(WORKING DATA Opens)

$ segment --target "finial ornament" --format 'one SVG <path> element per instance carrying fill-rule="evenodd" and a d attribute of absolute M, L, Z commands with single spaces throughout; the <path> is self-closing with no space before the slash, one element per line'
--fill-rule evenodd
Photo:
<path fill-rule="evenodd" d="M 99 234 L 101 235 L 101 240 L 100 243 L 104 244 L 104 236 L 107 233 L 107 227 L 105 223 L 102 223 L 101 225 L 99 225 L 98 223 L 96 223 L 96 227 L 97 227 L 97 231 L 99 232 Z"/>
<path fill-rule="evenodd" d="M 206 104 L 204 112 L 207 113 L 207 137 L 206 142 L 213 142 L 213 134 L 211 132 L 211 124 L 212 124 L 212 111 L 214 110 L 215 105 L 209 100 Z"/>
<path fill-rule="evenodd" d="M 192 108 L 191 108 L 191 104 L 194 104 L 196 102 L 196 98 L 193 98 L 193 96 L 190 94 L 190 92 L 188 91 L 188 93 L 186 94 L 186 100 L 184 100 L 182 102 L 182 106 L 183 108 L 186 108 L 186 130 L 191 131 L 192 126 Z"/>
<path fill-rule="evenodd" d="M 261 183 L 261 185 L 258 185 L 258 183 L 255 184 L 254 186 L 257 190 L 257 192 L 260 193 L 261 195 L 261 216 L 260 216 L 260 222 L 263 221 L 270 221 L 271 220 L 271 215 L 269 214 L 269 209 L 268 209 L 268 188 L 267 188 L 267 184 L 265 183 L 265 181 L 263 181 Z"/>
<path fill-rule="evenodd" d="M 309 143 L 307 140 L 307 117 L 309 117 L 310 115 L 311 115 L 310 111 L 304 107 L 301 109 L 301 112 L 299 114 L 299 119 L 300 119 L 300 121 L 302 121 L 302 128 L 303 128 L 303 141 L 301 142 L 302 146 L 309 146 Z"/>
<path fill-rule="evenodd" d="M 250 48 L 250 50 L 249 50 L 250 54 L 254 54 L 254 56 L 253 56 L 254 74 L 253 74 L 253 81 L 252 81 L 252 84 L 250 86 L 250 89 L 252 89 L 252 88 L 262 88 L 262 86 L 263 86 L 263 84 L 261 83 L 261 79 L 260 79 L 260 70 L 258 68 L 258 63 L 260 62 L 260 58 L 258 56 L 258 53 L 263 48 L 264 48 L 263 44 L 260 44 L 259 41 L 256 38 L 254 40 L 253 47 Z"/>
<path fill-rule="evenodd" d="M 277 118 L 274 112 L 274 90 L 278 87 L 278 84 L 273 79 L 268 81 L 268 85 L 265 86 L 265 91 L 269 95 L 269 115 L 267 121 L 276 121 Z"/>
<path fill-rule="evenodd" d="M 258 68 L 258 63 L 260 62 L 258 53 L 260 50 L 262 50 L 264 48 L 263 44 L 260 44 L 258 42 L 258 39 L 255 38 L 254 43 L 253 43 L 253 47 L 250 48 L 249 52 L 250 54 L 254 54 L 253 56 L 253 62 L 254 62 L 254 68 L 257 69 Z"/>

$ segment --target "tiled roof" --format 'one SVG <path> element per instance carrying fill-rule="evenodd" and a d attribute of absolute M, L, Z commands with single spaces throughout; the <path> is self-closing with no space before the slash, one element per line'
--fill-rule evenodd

(WORKING DATA Closes)

(WHAT IS NEEDED) The answer should reproduce each entry above in full.

(RESPONSE FOR THIS EXERCISE)
$ segment --target "finial ornament" --format 'one SVG <path> element per instance carrying fill-rule="evenodd" and a d attribute of absolute M, L, Z commands with single spaces throughout; the <path> is self-closing with no space before the slash, one element per line'
--fill-rule evenodd
Photo:
<path fill-rule="evenodd" d="M 99 234 L 101 235 L 101 240 L 100 243 L 104 244 L 104 236 L 107 233 L 107 227 L 105 223 L 102 223 L 101 225 L 99 225 L 98 223 L 96 223 L 96 227 L 97 227 L 97 231 L 99 232 Z"/>
<path fill-rule="evenodd" d="M 206 104 L 204 112 L 207 113 L 207 137 L 206 142 L 213 142 L 213 134 L 211 132 L 211 124 L 212 124 L 212 111 L 214 110 L 215 105 L 209 100 Z"/>
<path fill-rule="evenodd" d="M 192 108 L 191 108 L 191 104 L 194 104 L 196 102 L 196 98 L 193 98 L 193 96 L 190 94 L 190 92 L 188 91 L 188 93 L 186 94 L 186 100 L 184 100 L 182 102 L 182 106 L 183 108 L 186 108 L 186 130 L 191 131 L 192 126 Z"/>
<path fill-rule="evenodd" d="M 261 183 L 261 185 L 258 185 L 258 183 L 255 184 L 254 186 L 257 190 L 257 192 L 260 193 L 261 195 L 261 216 L 260 216 L 260 222 L 263 221 L 270 221 L 271 220 L 271 215 L 269 214 L 269 209 L 268 209 L 268 188 L 267 188 L 267 184 L 265 183 L 265 181 L 263 181 Z"/>
<path fill-rule="evenodd" d="M 309 143 L 307 140 L 307 117 L 309 117 L 310 115 L 311 115 L 310 111 L 304 107 L 301 109 L 301 112 L 299 114 L 299 119 L 300 119 L 300 121 L 302 121 L 302 128 L 303 128 L 303 141 L 301 142 L 302 146 L 309 146 Z"/>
<path fill-rule="evenodd" d="M 250 48 L 250 50 L 249 50 L 250 54 L 254 54 L 254 56 L 253 56 L 254 74 L 253 74 L 253 81 L 252 81 L 252 84 L 250 86 L 250 89 L 252 89 L 252 88 L 262 88 L 262 86 L 263 86 L 263 84 L 261 83 L 261 79 L 260 79 L 260 70 L 258 68 L 258 63 L 260 62 L 260 58 L 258 56 L 258 53 L 263 48 L 264 48 L 263 44 L 260 44 L 259 41 L 256 38 L 254 40 L 253 47 Z"/>
<path fill-rule="evenodd" d="M 277 118 L 274 112 L 274 90 L 278 87 L 278 84 L 273 79 L 268 81 L 268 85 L 265 86 L 265 91 L 269 95 L 269 115 L 267 121 L 276 121 Z"/>
<path fill-rule="evenodd" d="M 258 68 L 258 63 L 260 62 L 258 53 L 260 50 L 262 50 L 264 48 L 263 44 L 260 44 L 258 42 L 258 39 L 255 38 L 254 43 L 253 43 L 253 47 L 250 48 L 249 52 L 250 54 L 254 54 L 253 56 L 253 62 L 254 62 L 254 68 L 257 69 Z"/>

$ segment --target "tiled roof" --format 'one SVG <path> element per instance carrying fill-rule="evenodd" and a d attribute of absolute M, L, Z commands with single spaces throughout; the <path> is self-closing with no space before the slash, one element per line'
--fill-rule evenodd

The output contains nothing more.